→ Objective:
Rewrite the entries below, from the line containing "cameraman's hand in the photo above." through the line containing "[[19, 654]]", as a Markdown table with the columns Row and Line. Give each line its row number and leave out any blank lines.

→ Provided entries:

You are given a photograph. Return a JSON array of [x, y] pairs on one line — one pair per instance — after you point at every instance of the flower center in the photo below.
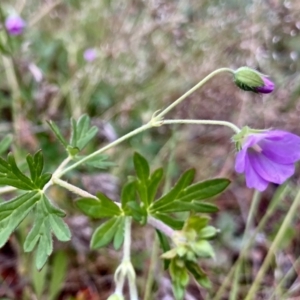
[[256, 148]]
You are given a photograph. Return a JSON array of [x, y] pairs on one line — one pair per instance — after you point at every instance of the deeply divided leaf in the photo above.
[[82, 132], [185, 180], [11, 175], [13, 212], [48, 218], [104, 234], [98, 208]]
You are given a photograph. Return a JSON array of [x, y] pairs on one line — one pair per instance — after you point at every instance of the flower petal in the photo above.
[[270, 170], [253, 179], [282, 153]]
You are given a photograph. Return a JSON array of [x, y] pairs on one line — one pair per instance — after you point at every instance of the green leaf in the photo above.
[[47, 219], [82, 133], [119, 236], [128, 194], [185, 180], [141, 167], [59, 270], [99, 161], [5, 143], [57, 133], [165, 246], [11, 175], [39, 280], [204, 190], [196, 223], [137, 212], [102, 208], [104, 234], [155, 180], [13, 212], [198, 274], [170, 221], [196, 206]]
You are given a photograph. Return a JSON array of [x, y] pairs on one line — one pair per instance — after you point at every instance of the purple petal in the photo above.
[[240, 161], [240, 157], [270, 170], [281, 147], [14, 24], [254, 180]]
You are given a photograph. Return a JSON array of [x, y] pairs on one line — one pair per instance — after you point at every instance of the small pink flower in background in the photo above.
[[90, 54], [15, 25], [268, 156]]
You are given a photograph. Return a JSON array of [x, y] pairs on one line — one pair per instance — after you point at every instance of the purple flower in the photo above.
[[90, 54], [267, 88], [268, 157], [14, 24]]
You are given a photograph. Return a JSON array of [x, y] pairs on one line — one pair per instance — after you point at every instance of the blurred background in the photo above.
[[143, 55]]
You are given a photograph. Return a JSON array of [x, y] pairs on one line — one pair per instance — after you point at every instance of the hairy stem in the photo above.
[[200, 122], [227, 281], [72, 188], [284, 226], [193, 89]]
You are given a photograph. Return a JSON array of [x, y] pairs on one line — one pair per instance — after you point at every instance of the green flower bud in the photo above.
[[248, 79]]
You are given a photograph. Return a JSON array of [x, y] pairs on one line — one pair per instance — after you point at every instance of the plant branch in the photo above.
[[284, 226], [193, 89]]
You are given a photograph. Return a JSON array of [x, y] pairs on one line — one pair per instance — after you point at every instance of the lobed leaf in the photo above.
[[48, 218], [57, 133], [104, 234], [98, 208], [12, 213], [82, 133], [203, 190], [185, 180]]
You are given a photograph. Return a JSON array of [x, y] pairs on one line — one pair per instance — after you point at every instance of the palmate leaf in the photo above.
[[102, 207], [13, 212], [107, 232], [82, 132], [48, 219], [185, 197], [81, 135], [11, 175]]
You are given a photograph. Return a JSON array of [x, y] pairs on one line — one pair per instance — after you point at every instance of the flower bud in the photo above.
[[90, 54], [115, 297], [15, 25], [251, 80]]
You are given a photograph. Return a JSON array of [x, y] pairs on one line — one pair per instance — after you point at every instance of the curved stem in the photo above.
[[168, 231], [72, 188], [200, 122], [193, 89], [116, 142], [284, 226]]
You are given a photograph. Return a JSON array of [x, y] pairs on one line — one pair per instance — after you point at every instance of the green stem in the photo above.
[[249, 224], [197, 86], [126, 269], [284, 226], [280, 194], [116, 142], [156, 121], [199, 122], [72, 188], [168, 231], [151, 271]]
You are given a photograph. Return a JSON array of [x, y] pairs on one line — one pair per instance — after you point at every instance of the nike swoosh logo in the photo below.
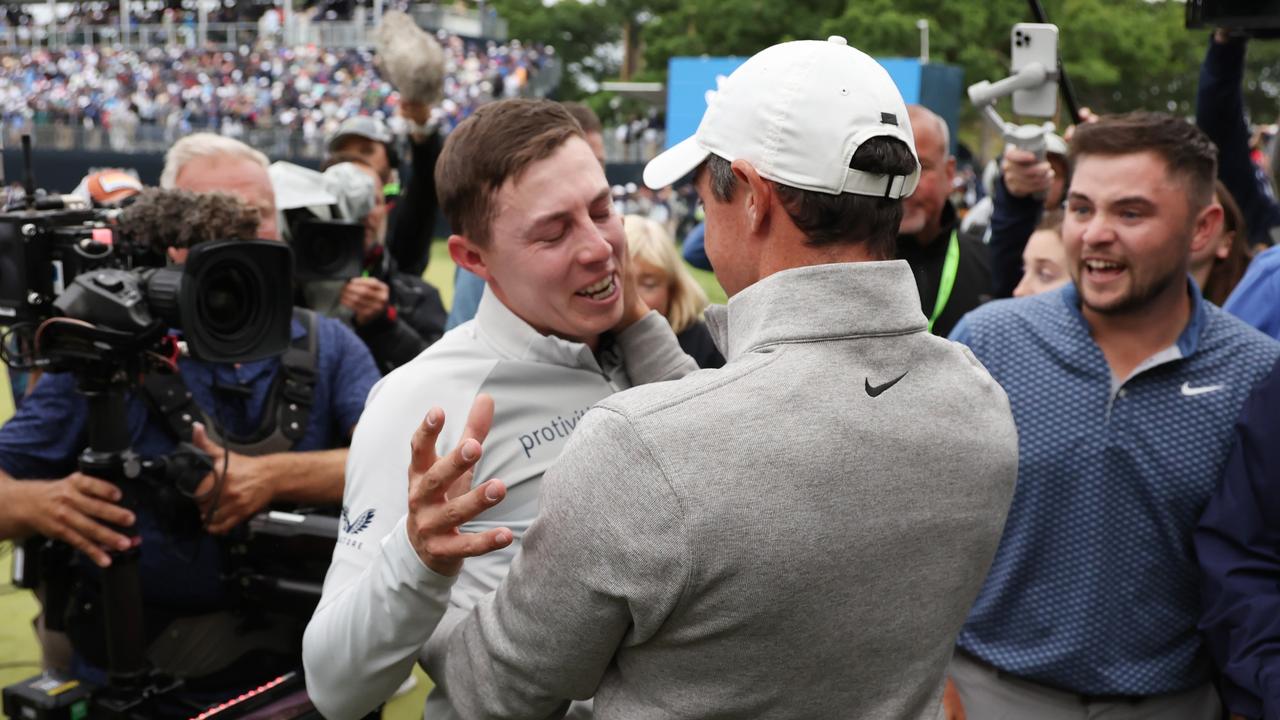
[[1193, 391], [874, 391]]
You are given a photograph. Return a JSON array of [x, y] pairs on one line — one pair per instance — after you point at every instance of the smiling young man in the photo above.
[[773, 538], [556, 332], [1124, 386]]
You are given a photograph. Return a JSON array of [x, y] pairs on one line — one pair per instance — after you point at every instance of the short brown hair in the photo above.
[[496, 144], [585, 117], [160, 219], [1185, 149], [845, 218]]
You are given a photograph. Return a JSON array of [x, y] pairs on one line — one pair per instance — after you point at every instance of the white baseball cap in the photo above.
[[798, 112]]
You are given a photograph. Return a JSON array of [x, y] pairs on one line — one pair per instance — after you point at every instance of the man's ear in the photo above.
[[469, 256], [759, 196], [1207, 226]]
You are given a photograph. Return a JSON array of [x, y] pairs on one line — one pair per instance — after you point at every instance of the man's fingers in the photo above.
[[423, 445], [97, 534], [96, 554], [447, 472], [461, 486], [464, 509], [480, 419], [467, 545], [95, 487], [105, 511]]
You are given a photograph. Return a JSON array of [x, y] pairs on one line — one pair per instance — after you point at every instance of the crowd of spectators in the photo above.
[[176, 91]]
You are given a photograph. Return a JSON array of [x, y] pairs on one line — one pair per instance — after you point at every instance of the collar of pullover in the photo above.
[[819, 302], [515, 338]]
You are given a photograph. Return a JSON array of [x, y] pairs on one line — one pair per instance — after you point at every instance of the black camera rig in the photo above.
[[80, 296]]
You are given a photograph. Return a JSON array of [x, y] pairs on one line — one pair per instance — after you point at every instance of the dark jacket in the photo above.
[[973, 276], [412, 217], [1238, 546], [414, 319], [1013, 220], [696, 342], [1220, 113]]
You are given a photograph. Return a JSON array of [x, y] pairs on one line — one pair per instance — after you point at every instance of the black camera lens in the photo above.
[[236, 300], [231, 299]]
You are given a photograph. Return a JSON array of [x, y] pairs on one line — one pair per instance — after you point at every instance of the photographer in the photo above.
[[410, 214], [397, 314], [192, 627]]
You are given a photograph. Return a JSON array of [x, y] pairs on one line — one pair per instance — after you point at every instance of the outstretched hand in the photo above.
[[440, 497]]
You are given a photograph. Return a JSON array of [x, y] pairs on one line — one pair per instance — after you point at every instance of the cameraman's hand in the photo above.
[[368, 299], [439, 499], [247, 487], [634, 306], [1024, 176], [76, 510]]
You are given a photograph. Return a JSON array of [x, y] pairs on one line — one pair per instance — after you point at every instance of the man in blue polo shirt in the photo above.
[[1238, 545], [1124, 387]]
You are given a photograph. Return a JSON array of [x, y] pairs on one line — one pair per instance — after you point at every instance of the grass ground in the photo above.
[[19, 654]]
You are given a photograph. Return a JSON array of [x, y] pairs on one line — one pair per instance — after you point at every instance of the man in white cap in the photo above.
[[775, 538]]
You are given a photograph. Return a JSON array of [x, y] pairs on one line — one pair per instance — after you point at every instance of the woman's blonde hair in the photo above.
[[649, 241]]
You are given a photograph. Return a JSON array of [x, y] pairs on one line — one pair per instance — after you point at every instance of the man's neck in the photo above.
[[592, 342], [1129, 338]]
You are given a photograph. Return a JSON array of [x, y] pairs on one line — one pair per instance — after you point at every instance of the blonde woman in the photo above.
[[666, 286]]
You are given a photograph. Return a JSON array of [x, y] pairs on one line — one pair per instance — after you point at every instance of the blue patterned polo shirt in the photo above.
[[1093, 588]]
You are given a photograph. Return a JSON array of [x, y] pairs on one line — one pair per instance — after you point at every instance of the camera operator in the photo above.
[[192, 629], [1024, 190], [397, 314], [952, 270], [411, 214]]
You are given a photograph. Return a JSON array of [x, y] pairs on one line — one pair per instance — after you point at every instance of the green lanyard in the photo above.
[[949, 278]]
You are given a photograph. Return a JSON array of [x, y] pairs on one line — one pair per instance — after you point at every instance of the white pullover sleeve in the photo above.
[[379, 602], [364, 642]]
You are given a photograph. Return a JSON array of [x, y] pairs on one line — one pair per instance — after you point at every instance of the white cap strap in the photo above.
[[877, 185]]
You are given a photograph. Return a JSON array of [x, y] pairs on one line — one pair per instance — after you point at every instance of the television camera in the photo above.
[[78, 294]]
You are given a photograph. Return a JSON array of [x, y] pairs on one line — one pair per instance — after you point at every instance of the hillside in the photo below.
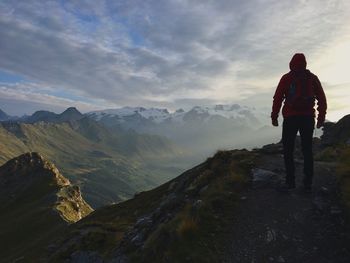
[[202, 129], [109, 166], [227, 209], [4, 116], [36, 202]]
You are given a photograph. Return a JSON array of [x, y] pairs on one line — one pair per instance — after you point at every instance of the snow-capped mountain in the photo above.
[[139, 117], [201, 129]]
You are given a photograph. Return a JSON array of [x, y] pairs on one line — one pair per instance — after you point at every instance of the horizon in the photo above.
[[106, 55]]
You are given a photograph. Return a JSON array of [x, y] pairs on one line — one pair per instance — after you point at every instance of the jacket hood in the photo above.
[[298, 62]]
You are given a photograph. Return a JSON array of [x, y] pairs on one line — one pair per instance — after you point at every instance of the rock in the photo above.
[[203, 189], [280, 259], [263, 178], [320, 204], [335, 210], [270, 235], [144, 221], [85, 257], [197, 204], [272, 148], [324, 190]]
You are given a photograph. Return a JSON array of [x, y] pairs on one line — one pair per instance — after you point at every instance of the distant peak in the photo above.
[[72, 109], [34, 164]]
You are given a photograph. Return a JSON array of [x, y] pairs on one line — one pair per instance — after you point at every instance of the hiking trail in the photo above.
[[274, 226]]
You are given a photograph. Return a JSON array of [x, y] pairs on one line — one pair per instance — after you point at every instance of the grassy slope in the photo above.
[[194, 233], [27, 225], [89, 156], [343, 173]]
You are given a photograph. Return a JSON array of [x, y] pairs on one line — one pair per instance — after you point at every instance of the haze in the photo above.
[[108, 54]]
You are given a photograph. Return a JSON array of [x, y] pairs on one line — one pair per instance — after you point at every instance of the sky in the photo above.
[[171, 54]]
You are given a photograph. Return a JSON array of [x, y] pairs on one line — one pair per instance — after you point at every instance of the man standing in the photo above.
[[299, 88]]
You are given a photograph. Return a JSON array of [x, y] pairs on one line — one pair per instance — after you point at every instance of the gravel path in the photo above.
[[274, 226]]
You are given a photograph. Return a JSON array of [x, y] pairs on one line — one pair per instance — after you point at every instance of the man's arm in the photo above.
[[277, 102], [321, 102]]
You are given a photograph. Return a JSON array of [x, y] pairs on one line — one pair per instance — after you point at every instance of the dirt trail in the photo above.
[[273, 226]]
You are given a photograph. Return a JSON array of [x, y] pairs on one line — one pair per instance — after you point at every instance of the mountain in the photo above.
[[36, 202], [138, 117], [109, 166], [4, 116], [202, 130], [70, 114], [227, 209]]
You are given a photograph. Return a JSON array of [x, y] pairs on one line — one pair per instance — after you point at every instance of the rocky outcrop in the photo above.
[[29, 173]]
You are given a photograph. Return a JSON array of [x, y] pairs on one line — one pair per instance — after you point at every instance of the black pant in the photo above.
[[305, 126]]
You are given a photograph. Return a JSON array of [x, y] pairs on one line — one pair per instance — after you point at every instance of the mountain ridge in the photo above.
[[201, 216], [36, 202]]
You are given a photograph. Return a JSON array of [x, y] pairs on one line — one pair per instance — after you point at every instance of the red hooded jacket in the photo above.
[[298, 66]]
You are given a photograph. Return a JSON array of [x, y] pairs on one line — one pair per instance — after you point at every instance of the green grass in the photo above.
[[194, 234], [343, 173], [120, 168]]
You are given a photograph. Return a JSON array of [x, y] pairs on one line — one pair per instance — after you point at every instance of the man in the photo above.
[[299, 88]]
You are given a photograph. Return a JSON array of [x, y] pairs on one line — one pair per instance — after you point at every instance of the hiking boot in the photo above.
[[307, 189], [286, 187]]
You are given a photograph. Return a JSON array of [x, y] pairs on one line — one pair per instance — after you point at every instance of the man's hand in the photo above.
[[320, 123], [274, 122]]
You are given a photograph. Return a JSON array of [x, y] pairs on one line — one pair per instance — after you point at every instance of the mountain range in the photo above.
[[36, 202], [203, 130], [108, 165], [227, 209]]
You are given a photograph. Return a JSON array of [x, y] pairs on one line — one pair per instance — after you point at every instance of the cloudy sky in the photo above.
[[176, 53]]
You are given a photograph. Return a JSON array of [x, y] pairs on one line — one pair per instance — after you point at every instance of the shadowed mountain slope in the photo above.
[[110, 166], [36, 202], [227, 209]]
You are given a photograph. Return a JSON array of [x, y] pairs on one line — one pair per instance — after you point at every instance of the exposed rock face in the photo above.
[[31, 174], [334, 133]]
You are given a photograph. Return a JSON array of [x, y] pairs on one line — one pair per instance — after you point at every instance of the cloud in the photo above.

→ Response to the exercise:
| Row | Line |
|---|---|
| 1 | You are given a photograph. Return a JSON array of [x, y] pairs on one line — one pair per instance — after you point at every instance of the cameraman's hand in the photo above. |
| 2 | [[368, 299], [439, 499], [247, 487], [634, 306], [1024, 176], [76, 510]] |
| 3 | You are given a photograph. Return a JSON array of [x, y] pairs on one line — one pair per instance — after you point at every instance of the man in blue polo shirt in the photo above. |
| 4 | [[1238, 545], [1124, 387]] |
| 5 | You are given a photograph. Return a JSON array of [x, y] pairs on one line — one pair per instance — after you point at every instance of the grass ground in the photo above. |
| 6 | [[19, 654]] |